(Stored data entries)
^^^^^^^^^^^^^^^^

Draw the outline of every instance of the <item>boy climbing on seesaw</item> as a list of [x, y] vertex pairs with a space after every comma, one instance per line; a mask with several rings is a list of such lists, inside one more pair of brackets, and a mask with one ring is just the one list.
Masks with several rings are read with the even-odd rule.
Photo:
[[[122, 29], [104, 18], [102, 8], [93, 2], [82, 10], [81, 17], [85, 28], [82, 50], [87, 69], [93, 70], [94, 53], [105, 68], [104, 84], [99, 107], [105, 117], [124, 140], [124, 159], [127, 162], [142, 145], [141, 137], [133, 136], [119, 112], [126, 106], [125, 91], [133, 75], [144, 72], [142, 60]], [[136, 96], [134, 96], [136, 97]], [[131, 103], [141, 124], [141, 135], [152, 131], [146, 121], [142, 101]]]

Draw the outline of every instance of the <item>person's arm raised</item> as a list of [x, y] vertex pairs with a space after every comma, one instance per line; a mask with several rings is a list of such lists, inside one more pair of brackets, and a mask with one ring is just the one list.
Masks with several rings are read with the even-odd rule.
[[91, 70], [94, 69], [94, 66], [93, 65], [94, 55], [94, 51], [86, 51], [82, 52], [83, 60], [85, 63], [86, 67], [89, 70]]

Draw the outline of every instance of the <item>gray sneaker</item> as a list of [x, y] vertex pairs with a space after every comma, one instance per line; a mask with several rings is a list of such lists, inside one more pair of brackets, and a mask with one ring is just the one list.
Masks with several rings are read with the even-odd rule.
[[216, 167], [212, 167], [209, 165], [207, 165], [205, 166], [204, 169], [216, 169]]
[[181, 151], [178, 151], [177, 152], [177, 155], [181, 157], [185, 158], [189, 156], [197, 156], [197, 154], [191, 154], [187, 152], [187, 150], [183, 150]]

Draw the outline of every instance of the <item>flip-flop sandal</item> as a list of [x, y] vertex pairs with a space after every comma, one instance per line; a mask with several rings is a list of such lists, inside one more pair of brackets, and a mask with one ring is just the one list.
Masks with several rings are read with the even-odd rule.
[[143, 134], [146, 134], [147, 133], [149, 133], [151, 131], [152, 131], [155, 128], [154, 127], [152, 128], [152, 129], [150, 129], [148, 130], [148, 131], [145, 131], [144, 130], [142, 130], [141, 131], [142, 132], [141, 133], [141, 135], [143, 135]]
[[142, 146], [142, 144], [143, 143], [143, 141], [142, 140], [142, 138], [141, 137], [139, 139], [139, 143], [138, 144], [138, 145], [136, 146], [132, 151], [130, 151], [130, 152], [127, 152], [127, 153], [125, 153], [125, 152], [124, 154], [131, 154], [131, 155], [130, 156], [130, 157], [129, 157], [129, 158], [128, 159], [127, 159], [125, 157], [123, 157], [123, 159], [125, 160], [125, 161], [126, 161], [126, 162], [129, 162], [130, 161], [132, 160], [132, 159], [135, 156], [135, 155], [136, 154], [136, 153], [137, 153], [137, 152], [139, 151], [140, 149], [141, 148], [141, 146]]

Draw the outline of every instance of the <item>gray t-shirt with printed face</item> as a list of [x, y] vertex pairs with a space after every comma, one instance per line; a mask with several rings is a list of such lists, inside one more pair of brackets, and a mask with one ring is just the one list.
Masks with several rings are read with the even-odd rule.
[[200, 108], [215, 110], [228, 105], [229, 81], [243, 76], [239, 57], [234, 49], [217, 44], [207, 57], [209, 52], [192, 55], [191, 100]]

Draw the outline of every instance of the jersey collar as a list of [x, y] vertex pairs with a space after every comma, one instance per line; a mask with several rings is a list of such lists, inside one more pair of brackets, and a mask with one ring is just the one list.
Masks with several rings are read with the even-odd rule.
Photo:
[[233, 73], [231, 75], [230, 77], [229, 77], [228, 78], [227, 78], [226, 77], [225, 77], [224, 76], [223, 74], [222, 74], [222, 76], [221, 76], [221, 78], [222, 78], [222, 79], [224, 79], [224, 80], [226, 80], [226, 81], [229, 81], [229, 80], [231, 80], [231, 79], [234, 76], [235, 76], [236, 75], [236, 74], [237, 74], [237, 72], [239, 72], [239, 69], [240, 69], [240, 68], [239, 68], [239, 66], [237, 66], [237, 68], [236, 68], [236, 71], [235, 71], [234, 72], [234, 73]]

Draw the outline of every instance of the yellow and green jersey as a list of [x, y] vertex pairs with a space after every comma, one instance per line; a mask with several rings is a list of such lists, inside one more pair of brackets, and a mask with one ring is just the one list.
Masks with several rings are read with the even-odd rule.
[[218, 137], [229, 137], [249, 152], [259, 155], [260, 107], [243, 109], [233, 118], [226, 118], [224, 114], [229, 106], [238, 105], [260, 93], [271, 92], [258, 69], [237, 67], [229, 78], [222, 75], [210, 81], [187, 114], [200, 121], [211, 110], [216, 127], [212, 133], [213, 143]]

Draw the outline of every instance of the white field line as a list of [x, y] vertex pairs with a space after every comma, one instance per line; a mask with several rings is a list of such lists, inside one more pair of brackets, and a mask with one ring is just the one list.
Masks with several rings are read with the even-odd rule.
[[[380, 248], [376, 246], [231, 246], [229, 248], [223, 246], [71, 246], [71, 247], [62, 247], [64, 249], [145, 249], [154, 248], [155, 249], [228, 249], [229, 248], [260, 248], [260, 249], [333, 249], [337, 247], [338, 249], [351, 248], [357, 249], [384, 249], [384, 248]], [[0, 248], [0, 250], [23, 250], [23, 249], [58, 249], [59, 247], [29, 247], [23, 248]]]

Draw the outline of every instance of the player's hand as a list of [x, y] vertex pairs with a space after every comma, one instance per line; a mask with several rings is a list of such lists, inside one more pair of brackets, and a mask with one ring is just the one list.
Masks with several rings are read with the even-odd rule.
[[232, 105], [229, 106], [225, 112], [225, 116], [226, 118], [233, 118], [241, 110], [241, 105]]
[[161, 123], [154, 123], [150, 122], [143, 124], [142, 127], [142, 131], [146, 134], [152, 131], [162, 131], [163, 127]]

^^^^^^^^^^^^^^^^

◆ Set task ◆
Convert all the entries above into a two-column CSV with the headers instruction and outline, one row per instruction. Put each instruction's text and its answer in one quoted field apiece, and replace line breaks with spaces.

◆ Solution for this problem ◆
instruction,outline
"Draw the outline of every instance of the <item>boy climbing on seesaw</item> as a list of [x, y] vertex pairs with a space after every comma, one instance per line; a mask with several rings is a list of such lists, inside one more pair of brackets, and a mask with one ring is just the one list. Masks with several rings are read with the even-odd rule. Photo:","[[[122, 29], [104, 18], [102, 8], [93, 2], [82, 10], [81, 17], [85, 28], [82, 50], [87, 69], [93, 70], [94, 53], [105, 68], [104, 84], [99, 107], [105, 117], [124, 140], [124, 159], [127, 162], [142, 145], [141, 137], [133, 136], [119, 112], [126, 106], [125, 91], [133, 75], [144, 72], [142, 60]], [[136, 96], [134, 96], [136, 97]], [[131, 103], [141, 124], [141, 135], [152, 131], [146, 121], [142, 101]]]"
"Draw the outline of every instance of the <item>person's arm raised</item> as a list of [x, y] vertex pairs with a space after every comma, one instance per line; a mask with several rings is a list of such lists, inside one more pair of brackets, and a mask with one ring is just the one list. Masks with several rings are read with the even-odd rule.","[[91, 70], [94, 69], [94, 66], [93, 65], [94, 55], [94, 51], [86, 51], [82, 52], [83, 60], [85, 63], [86, 67], [89, 70]]"
"Draw the outline of every instance of the <item>gray sneaker</item> as a list of [x, y] vertex pairs with a space after every comma, one instance per line; a mask with several rings is a list of such lists, inside one more pair of brackets, and a mask with one ring is just the one list. Masks with several rings are read with the even-odd rule.","[[216, 167], [212, 167], [209, 165], [207, 165], [205, 166], [204, 169], [216, 169]] [[181, 151], [178, 151], [177, 152], [177, 155], [181, 157], [185, 158], [189, 156], [197, 156], [197, 154], [191, 154], [187, 152], [187, 150], [183, 150]]"
"Draw the outline of every instance of the <item>flip-flop sandal</item> as a list of [x, y] vertex pairs with a space after every comma, one instance per line; a mask with several rings is a list of such lists, inside one more pair of brackets, and a mask with one ring is just the one list. Masks with several rings are read with the even-odd rule.","[[143, 134], [146, 134], [147, 133], [149, 133], [151, 131], [152, 131], [155, 128], [154, 127], [152, 128], [152, 129], [150, 129], [148, 130], [148, 131], [145, 131], [144, 130], [142, 130], [141, 131], [142, 132], [141, 133], [141, 135], [143, 135]] [[142, 146], [142, 144], [143, 143], [143, 141], [142, 140], [142, 138], [141, 137], [139, 139], [139, 143], [138, 144], [138, 145], [136, 146], [132, 151], [130, 151], [130, 152], [127, 152], [127, 153], [125, 153], [125, 152], [124, 154], [131, 154], [131, 155], [130, 156], [130, 157], [129, 157], [129, 158], [128, 159], [127, 159], [125, 157], [123, 157], [123, 159], [125, 160], [125, 161], [126, 161], [126, 162], [129, 162], [130, 161], [132, 160], [132, 159], [135, 156], [135, 155], [136, 154], [136, 153], [137, 153], [137, 152], [139, 151], [140, 149], [141, 148], [141, 146]]"
"Draw the outline of every instance of the <item>gray t-shirt with printed face</item> as a list of [x, y] vertex pairs with a space after every comma, one instance per line; a mask with several rings is a list of such lists, inside one more pair of brackets, and a mask with one ring is just the one list. Masks with several rings are read with the even-odd rule.","[[200, 108], [215, 110], [228, 105], [229, 81], [243, 76], [239, 57], [234, 49], [217, 44], [207, 57], [209, 52], [192, 55], [191, 100]]"
"Draw the outline of every instance of the jersey collar as a list of [x, y] vertex pairs with a space after every comma, one instance per line; a mask with several rings is a list of such lists, inside one more pair of brackets, and a mask with one ring is just the one list. Masks with several rings are read with the even-odd rule. Photo:","[[233, 73], [231, 75], [230, 77], [229, 77], [228, 78], [227, 78], [226, 77], [225, 77], [224, 76], [223, 74], [222, 74], [222, 76], [221, 76], [221, 78], [222, 78], [222, 79], [224, 79], [224, 80], [226, 80], [226, 81], [229, 81], [229, 80], [231, 80], [231, 79], [234, 76], [235, 76], [236, 75], [236, 74], [237, 74], [237, 72], [239, 72], [239, 69], [240, 69], [240, 68], [239, 68], [239, 66], [237, 66], [237, 68], [236, 68], [236, 71], [235, 71], [234, 72], [234, 73]]"
"Draw the outline of every instance of the yellow and green jersey as a list of [x, y] vertex pairs with a space after every comma, one instance per line; a mask with several rings is a list of such lists, inside one more pair of brackets, and a mask with one ring is just the one list. Masks with several rings are read with the even-odd rule.","[[218, 137], [229, 137], [249, 152], [259, 155], [260, 107], [243, 109], [233, 118], [226, 118], [224, 114], [229, 106], [238, 105], [260, 93], [271, 92], [258, 69], [237, 67], [229, 78], [222, 75], [210, 81], [187, 114], [200, 121], [211, 110], [216, 127], [212, 133], [213, 143]]"
"Draw the outline of every instance of the white field line as a list of [x, y] vertex pairs with a space after every comma, one instance per line; a mask with several rings is a list of such lists, inside one more pair of brackets, and a mask with one ring is just the one list. Masks with several rings are read with the even-odd rule.","[[[380, 248], [376, 246], [231, 246], [229, 248], [223, 246], [71, 246], [71, 247], [62, 247], [64, 249], [145, 249], [154, 248], [155, 249], [228, 249], [229, 248], [260, 248], [260, 249], [333, 249], [337, 247], [338, 249], [351, 248], [357, 249], [384, 249], [384, 248]], [[0, 248], [0, 250], [23, 250], [23, 249], [58, 249], [59, 247], [29, 247], [23, 248]]]"
"Draw the outline of every instance of the player's hand as a list of [x, y] vertex pairs with a space after every comma, one instance per line; a mask with several rings is a list of such lists, inside one more pair of brackets, and a mask with one ring is just the one list. Masks with several rings are read with the even-odd rule.","[[232, 105], [229, 106], [225, 112], [225, 116], [226, 118], [233, 118], [241, 110], [241, 105]] [[161, 123], [154, 123], [150, 122], [143, 124], [142, 127], [142, 131], [146, 134], [152, 131], [162, 131], [163, 127]]"